[Records contained in a dataset]
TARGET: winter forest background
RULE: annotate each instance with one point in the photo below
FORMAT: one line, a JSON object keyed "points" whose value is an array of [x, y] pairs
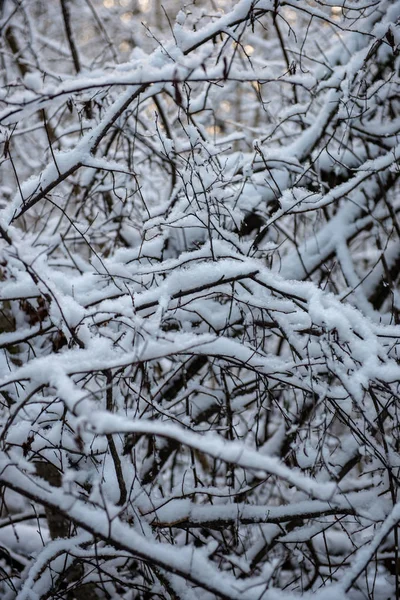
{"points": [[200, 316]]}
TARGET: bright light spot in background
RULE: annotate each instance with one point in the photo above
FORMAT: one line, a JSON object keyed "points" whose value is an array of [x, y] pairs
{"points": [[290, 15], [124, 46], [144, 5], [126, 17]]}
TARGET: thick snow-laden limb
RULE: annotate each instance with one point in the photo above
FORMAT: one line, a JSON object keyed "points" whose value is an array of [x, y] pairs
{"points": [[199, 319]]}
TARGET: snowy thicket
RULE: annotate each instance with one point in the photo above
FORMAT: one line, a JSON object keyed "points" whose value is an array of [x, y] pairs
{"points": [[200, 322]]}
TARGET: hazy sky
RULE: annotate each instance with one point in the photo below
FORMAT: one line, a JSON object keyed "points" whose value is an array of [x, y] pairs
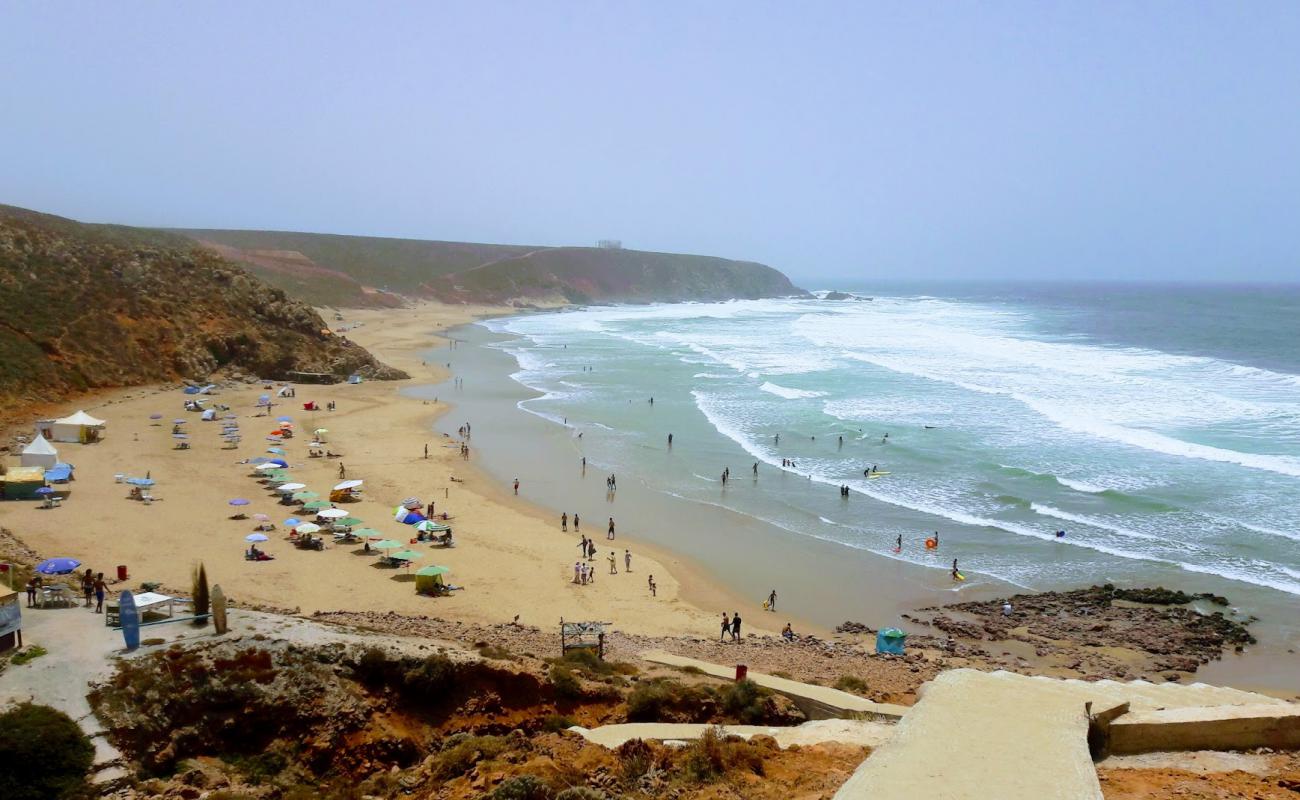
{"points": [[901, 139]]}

---

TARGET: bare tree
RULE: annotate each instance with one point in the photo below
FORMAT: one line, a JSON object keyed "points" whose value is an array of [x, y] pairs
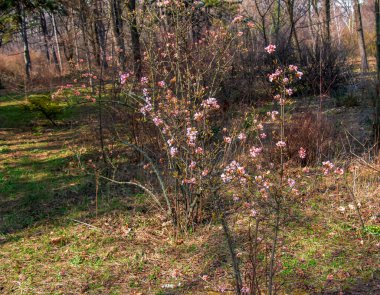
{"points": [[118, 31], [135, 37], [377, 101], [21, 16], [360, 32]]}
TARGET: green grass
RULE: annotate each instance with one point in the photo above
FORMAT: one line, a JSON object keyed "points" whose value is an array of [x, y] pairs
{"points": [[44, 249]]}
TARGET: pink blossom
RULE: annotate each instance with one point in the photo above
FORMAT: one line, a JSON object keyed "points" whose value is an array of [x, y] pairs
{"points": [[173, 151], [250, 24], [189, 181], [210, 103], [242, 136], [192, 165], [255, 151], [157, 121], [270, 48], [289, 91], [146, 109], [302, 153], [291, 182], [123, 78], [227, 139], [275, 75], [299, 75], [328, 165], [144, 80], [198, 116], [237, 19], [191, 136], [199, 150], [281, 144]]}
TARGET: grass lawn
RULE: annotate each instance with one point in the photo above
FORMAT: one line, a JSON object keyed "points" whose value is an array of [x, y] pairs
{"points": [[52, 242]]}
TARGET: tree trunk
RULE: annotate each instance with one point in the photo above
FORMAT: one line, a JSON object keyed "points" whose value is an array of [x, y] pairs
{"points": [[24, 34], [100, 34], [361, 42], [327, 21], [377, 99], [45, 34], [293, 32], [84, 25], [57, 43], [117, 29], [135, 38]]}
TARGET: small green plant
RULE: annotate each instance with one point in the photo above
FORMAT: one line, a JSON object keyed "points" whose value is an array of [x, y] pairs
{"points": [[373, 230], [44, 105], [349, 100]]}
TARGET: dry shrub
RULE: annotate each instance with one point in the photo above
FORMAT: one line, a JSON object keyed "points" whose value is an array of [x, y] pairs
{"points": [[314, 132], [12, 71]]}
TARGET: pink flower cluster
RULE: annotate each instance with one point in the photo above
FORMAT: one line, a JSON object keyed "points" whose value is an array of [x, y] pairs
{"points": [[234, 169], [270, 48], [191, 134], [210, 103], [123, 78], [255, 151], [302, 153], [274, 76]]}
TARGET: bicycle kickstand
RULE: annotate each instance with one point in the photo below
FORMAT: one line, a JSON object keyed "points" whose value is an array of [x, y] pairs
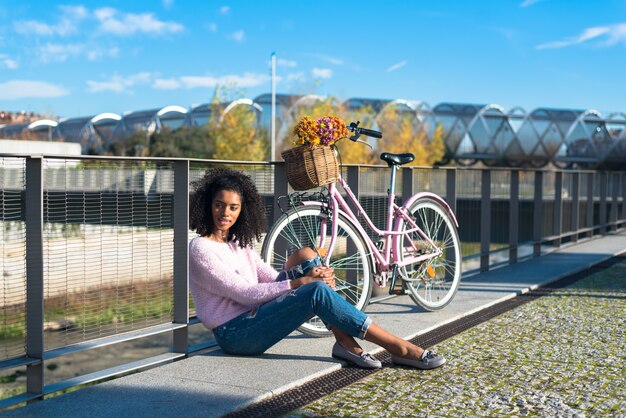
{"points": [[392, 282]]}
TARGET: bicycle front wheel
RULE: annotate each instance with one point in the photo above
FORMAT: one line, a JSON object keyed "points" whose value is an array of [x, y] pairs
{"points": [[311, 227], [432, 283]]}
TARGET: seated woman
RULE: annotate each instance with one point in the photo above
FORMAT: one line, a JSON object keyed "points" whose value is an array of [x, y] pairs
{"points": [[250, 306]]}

*Aim*:
Give the number of lines in the entries above that contain the string "grass", with case counting. Reply with the number alone.

*Full output*:
2